Task details - Turn the data below into a numbered list, running from the line with "Every instance of the hillside" up to and including the final line of the data, with blank lines left out.

[Position identification records]
(begin)

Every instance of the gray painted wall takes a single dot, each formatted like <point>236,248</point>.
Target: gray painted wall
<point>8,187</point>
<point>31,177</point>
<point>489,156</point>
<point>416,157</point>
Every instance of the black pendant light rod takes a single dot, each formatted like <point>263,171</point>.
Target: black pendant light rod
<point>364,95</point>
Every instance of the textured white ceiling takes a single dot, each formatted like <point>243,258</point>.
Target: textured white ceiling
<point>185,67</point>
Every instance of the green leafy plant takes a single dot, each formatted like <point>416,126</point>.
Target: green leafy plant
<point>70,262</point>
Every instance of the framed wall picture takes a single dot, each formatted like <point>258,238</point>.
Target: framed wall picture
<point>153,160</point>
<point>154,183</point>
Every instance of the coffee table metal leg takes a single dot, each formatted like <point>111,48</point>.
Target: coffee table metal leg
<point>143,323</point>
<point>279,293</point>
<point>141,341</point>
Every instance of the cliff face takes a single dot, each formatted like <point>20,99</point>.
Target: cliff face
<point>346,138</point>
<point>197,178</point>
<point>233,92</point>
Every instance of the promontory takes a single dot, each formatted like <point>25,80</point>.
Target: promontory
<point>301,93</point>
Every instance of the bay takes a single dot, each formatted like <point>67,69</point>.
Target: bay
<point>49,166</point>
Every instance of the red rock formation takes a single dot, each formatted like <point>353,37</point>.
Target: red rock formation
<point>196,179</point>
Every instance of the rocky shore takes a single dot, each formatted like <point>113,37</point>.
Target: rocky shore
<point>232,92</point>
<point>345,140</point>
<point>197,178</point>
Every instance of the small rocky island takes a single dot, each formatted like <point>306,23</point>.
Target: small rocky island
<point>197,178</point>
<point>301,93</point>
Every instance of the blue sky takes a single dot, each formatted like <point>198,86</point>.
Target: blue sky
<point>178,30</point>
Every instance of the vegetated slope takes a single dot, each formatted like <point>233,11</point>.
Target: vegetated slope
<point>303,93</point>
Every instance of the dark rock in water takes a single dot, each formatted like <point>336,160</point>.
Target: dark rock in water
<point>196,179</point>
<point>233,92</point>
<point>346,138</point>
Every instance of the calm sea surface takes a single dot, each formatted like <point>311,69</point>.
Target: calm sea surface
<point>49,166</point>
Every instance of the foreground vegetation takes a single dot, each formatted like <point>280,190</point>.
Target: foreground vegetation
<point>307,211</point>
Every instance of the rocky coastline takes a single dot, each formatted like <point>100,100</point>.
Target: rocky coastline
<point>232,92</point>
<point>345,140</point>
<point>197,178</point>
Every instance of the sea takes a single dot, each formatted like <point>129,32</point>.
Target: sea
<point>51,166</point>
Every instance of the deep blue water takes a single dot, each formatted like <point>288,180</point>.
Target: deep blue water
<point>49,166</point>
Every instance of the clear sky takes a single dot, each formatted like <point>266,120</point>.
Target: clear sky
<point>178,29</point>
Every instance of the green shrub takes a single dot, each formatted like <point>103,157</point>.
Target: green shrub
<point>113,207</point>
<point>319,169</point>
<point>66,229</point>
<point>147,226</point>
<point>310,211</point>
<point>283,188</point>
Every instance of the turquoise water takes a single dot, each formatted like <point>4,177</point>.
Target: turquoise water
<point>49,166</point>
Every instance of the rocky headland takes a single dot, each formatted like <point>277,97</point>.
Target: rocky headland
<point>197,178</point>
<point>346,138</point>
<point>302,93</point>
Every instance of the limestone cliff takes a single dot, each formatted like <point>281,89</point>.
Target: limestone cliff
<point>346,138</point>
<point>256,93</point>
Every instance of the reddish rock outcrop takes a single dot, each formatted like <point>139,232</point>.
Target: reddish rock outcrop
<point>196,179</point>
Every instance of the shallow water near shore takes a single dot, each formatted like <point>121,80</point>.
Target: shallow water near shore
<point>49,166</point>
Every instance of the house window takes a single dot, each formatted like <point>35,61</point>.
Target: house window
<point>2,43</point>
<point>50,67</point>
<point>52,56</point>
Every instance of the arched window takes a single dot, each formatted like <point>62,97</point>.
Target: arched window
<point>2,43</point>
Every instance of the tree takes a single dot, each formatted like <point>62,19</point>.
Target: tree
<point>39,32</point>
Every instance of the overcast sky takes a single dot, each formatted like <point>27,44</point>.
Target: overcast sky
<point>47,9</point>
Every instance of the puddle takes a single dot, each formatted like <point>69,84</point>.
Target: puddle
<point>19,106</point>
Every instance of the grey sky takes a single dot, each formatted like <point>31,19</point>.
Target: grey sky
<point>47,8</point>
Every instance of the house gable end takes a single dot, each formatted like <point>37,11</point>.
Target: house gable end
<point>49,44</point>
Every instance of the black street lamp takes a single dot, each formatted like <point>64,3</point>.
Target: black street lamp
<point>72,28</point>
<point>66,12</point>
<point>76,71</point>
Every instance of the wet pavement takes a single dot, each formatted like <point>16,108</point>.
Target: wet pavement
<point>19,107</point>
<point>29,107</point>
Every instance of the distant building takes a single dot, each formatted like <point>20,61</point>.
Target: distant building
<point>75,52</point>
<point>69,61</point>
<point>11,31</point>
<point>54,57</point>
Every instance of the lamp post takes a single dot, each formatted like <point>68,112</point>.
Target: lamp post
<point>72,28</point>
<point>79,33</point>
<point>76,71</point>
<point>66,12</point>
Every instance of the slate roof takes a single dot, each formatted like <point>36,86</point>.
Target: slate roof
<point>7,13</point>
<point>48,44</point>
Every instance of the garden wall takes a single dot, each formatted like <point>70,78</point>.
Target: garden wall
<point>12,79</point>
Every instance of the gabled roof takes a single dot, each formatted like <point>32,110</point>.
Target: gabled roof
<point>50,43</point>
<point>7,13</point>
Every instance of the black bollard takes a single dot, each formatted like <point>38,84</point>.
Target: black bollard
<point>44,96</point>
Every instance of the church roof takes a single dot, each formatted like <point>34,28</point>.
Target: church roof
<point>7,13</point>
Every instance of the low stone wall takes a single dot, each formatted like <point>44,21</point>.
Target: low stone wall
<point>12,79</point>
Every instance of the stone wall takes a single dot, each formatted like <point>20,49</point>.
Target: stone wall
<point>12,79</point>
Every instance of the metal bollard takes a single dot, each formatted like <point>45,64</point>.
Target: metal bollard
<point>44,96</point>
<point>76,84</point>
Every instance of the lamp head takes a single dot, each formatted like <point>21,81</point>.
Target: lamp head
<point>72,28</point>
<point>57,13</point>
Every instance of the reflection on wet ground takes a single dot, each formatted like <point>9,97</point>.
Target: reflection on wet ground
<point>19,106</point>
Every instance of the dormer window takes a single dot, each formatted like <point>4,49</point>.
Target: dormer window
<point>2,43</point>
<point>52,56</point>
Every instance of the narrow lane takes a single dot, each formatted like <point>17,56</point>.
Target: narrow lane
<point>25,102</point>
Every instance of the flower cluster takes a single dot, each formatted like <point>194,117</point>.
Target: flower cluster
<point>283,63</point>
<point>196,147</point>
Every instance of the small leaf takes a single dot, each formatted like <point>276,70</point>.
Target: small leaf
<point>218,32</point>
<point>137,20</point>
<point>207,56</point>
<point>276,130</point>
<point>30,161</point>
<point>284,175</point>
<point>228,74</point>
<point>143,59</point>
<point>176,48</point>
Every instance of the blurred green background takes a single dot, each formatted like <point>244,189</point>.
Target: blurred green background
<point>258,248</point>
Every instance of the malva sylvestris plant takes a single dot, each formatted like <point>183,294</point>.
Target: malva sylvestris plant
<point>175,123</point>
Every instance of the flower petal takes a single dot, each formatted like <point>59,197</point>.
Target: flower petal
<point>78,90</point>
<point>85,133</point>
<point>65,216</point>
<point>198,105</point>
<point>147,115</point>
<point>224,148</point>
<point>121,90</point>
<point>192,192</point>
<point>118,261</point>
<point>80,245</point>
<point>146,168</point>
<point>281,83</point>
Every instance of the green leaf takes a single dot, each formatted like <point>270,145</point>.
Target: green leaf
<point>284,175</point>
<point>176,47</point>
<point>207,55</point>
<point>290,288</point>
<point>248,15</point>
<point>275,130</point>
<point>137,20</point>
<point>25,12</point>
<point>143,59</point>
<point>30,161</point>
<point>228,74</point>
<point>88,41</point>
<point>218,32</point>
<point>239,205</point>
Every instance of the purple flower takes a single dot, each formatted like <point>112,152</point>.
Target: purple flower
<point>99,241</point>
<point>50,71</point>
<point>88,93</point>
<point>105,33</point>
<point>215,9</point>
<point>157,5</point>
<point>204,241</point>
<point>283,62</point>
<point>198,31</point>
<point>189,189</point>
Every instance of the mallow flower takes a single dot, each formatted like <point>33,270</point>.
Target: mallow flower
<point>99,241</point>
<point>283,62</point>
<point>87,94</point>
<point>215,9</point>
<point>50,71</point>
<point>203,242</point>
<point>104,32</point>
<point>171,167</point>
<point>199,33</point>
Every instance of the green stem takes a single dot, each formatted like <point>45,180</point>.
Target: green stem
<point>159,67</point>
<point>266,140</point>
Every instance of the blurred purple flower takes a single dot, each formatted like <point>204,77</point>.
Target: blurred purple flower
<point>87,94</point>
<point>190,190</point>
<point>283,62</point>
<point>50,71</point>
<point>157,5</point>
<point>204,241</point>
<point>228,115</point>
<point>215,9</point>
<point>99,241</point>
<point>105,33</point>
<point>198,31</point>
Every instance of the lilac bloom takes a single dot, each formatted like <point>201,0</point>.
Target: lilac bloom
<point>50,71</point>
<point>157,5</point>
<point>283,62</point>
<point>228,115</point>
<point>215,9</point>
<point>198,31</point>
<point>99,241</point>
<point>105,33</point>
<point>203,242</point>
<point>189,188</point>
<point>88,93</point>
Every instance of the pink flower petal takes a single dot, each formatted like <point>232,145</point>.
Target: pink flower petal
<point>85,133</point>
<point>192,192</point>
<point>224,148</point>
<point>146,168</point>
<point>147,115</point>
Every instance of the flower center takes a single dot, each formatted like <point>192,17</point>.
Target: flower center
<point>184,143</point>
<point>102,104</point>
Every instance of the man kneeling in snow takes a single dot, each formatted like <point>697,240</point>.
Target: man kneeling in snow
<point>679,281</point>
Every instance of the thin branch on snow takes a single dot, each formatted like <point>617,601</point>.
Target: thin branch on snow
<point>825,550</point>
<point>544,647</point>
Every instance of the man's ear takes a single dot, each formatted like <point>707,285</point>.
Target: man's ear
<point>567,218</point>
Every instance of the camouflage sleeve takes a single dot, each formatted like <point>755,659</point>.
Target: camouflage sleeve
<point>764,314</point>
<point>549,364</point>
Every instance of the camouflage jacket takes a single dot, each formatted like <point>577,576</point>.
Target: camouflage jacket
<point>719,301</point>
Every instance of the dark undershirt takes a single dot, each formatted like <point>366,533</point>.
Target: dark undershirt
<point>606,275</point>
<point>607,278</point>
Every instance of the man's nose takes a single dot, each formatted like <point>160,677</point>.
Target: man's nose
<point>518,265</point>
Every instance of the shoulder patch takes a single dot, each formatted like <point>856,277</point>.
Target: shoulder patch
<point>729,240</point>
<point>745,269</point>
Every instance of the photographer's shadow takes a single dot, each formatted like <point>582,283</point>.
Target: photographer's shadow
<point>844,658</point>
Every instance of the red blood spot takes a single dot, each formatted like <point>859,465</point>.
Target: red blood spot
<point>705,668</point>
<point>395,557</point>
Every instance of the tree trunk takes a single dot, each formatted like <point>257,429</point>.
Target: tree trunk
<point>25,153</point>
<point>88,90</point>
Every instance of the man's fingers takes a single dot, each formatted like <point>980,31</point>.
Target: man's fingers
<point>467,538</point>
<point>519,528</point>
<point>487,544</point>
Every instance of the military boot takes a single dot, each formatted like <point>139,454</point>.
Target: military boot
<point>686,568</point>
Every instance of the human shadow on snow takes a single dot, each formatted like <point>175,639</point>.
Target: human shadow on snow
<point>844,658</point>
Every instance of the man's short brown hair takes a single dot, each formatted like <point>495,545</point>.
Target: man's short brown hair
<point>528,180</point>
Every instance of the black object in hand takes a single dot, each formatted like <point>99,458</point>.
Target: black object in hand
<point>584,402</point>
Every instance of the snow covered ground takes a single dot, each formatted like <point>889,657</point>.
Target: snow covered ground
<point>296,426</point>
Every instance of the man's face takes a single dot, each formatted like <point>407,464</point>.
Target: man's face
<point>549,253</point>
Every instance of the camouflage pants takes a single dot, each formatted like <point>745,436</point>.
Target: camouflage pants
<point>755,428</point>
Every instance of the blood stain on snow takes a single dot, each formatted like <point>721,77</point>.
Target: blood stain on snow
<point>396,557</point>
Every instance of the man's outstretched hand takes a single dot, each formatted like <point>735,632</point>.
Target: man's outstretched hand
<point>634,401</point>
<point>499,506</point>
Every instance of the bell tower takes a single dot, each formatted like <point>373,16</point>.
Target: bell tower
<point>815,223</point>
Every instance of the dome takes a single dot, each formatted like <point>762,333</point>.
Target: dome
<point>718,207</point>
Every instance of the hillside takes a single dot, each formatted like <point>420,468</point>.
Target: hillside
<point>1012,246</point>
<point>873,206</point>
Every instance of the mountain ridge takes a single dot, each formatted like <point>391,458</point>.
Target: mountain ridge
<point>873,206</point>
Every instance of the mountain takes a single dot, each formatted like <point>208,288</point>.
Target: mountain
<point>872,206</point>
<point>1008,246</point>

(end)

Correct result -
1. Every instance of the hillside takes a single dot, each formatted like <point>420,468</point>.
2. Target: hillside
3. <point>1012,246</point>
4. <point>873,206</point>
5. Every instance of the mountain ridge takes a single dot, each formatted like <point>391,458</point>.
6. Target: mountain ridge
7. <point>873,206</point>
8. Every instance of the mountain takes a single dot, each formatted like <point>208,288</point>.
9. Target: mountain
10. <point>872,206</point>
11. <point>1008,246</point>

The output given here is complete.